__EXERCISE DIRECTIONS__
Everything in the records below should be printed exactly, except the pictures.

__GIVEN DATA__
►

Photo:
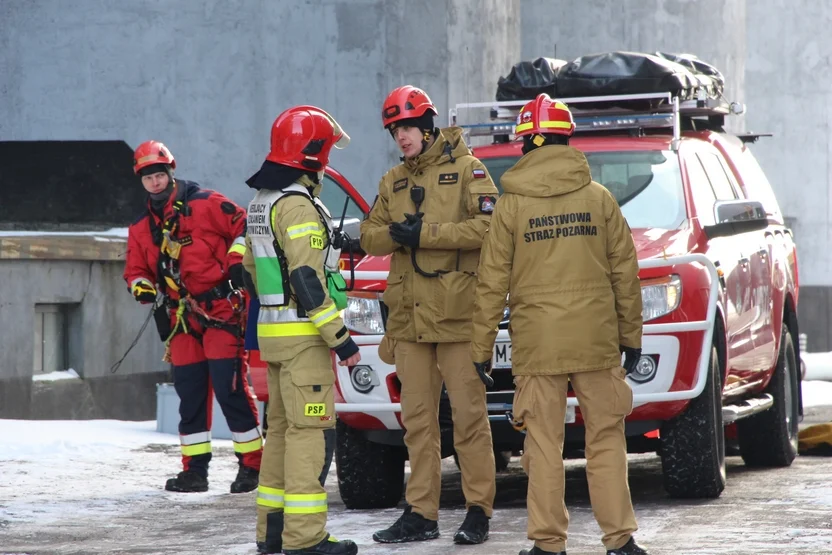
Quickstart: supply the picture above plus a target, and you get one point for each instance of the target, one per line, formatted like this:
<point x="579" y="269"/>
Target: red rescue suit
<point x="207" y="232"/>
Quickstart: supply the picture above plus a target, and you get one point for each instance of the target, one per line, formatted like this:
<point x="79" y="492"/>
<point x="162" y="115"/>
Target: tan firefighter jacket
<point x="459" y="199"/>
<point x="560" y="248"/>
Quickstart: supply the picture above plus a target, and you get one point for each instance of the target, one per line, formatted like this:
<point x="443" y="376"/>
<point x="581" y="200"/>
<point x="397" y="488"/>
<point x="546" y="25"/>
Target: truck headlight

◄

__RESPONSE TO THE TASK__
Photo:
Quickstart: supply the picture above plus a target, and you get one point for each instance of the target, one per line, formatted like this:
<point x="579" y="269"/>
Target: red rescue suit
<point x="207" y="232"/>
Quickstart: supply the picture above plus a target, and you get one point for each instance of the target, one per line, formatted like this:
<point x="79" y="492"/>
<point x="162" y="115"/>
Target: tan firefighter jacket
<point x="459" y="199"/>
<point x="560" y="248"/>
Quickstart: supply the picture above plus a target, and you get one point for each instance of the target, one per line, formatted like this:
<point x="443" y="376"/>
<point x="581" y="200"/>
<point x="397" y="488"/>
<point x="546" y="25"/>
Target: truck headlight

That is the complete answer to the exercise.